• **Your objective**:
Locate every line in the rows that contains the word "person", and copy each such line in full.

• **Records supplied**:

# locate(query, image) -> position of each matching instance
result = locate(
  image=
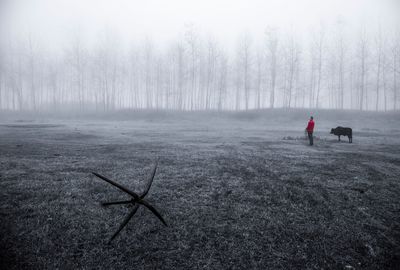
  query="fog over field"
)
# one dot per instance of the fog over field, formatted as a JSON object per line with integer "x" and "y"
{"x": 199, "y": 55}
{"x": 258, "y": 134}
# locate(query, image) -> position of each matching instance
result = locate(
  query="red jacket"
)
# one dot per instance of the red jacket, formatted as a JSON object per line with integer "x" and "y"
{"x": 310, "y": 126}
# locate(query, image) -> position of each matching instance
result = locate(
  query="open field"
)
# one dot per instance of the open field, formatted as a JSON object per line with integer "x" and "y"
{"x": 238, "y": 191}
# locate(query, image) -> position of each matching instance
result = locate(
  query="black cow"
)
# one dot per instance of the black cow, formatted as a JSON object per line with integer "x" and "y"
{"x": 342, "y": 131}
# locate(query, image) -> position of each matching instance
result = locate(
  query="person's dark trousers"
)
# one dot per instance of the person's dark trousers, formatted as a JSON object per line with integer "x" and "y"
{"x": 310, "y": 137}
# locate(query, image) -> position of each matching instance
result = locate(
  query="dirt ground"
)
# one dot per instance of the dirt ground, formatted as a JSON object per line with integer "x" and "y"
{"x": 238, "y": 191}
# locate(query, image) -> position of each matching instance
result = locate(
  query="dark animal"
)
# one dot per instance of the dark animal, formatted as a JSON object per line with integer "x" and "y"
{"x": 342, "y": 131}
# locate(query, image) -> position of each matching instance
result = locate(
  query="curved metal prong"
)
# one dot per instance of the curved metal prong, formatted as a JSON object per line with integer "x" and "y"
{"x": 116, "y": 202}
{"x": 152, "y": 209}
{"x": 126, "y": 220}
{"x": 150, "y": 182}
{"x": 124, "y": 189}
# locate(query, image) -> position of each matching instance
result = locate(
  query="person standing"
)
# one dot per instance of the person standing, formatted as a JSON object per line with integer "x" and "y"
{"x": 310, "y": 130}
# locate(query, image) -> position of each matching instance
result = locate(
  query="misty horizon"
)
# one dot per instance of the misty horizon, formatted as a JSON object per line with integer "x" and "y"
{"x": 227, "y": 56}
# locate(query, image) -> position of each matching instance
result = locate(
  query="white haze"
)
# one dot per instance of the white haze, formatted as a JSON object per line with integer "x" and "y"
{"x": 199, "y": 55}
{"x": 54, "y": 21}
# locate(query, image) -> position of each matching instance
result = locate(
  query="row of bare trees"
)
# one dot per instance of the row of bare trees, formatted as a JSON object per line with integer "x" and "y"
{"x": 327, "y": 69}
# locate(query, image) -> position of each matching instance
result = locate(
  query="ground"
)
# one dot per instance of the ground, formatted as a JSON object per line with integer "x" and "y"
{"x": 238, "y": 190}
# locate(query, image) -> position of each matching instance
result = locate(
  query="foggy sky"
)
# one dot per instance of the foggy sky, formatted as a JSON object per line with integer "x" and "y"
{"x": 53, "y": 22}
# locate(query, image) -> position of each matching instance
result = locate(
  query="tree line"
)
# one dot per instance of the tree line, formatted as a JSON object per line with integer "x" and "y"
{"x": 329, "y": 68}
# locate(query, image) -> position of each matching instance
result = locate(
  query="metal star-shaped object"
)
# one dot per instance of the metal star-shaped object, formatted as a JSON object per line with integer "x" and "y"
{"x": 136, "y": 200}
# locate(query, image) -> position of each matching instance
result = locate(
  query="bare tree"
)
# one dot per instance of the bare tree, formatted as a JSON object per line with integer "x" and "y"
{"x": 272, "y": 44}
---
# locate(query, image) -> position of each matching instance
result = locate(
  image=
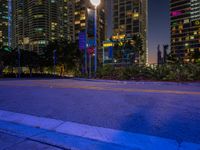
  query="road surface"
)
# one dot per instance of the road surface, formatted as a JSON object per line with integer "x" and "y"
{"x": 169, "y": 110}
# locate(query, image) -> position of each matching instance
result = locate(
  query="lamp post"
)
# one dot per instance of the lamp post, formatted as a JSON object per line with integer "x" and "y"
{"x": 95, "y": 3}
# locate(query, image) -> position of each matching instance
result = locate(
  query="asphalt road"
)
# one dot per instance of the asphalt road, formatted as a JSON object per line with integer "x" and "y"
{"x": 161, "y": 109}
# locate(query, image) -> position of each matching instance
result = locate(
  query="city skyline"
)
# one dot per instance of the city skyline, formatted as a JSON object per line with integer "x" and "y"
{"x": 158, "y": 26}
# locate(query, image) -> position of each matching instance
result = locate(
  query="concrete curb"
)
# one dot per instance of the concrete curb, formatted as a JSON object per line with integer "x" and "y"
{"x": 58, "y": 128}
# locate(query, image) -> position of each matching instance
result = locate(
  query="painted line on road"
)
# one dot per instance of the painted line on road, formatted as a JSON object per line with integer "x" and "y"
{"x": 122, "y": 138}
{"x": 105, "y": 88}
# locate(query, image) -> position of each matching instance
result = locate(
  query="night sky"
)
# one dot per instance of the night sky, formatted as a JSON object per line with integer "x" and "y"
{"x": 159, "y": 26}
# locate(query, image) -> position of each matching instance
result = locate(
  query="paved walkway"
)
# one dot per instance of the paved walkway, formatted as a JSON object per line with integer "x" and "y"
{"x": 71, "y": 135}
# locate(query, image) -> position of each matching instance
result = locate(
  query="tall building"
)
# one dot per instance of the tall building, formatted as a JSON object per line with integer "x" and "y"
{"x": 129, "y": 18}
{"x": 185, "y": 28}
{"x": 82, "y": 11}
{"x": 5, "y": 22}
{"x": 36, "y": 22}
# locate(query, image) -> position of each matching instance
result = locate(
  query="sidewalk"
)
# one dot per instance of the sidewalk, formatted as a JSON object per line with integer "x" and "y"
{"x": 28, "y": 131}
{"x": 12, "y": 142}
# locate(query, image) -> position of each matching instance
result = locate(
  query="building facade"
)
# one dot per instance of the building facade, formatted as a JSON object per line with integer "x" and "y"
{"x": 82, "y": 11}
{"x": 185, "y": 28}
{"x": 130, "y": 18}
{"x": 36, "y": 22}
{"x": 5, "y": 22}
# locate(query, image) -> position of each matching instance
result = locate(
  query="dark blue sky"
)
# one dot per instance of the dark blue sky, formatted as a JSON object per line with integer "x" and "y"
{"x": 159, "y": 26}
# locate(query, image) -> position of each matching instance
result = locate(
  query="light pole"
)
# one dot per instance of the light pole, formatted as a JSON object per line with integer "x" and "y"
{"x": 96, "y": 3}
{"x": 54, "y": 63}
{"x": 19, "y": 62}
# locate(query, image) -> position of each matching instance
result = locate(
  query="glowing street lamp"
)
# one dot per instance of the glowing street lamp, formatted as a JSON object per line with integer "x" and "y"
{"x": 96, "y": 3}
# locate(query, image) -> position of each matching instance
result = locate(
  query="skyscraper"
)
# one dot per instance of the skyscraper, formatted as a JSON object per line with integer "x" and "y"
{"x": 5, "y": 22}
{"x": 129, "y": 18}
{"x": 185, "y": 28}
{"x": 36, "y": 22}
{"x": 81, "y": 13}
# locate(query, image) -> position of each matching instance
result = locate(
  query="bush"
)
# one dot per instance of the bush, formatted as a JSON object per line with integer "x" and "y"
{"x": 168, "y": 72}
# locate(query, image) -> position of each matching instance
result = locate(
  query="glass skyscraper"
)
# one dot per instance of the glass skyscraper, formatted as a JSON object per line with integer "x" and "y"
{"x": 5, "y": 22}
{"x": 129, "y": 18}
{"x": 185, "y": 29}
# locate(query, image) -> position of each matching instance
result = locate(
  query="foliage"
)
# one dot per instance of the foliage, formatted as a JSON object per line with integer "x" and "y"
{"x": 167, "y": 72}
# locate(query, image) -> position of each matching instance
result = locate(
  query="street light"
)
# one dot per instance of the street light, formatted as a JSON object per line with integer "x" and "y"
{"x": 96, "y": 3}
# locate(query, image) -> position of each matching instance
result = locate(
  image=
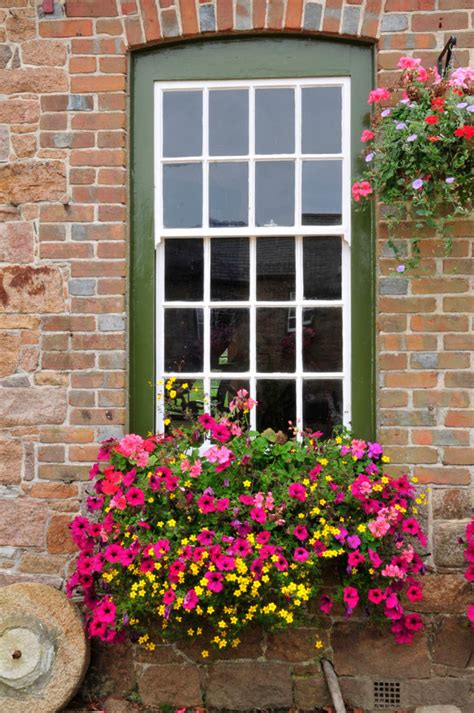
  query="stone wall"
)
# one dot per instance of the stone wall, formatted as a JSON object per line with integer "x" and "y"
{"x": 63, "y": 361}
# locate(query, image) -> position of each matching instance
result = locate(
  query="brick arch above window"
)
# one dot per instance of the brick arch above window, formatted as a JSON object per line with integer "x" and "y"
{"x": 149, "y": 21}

• **Answer to the task**:
  query="person's dark trousers"
# one dot per instance of the person's dark trousers, formatted as a JSON object per line with integer "x" and "y"
  query="person standing"
# one dot per instance of the person standing, formatted as a JSON object per line with integer "x" and "y"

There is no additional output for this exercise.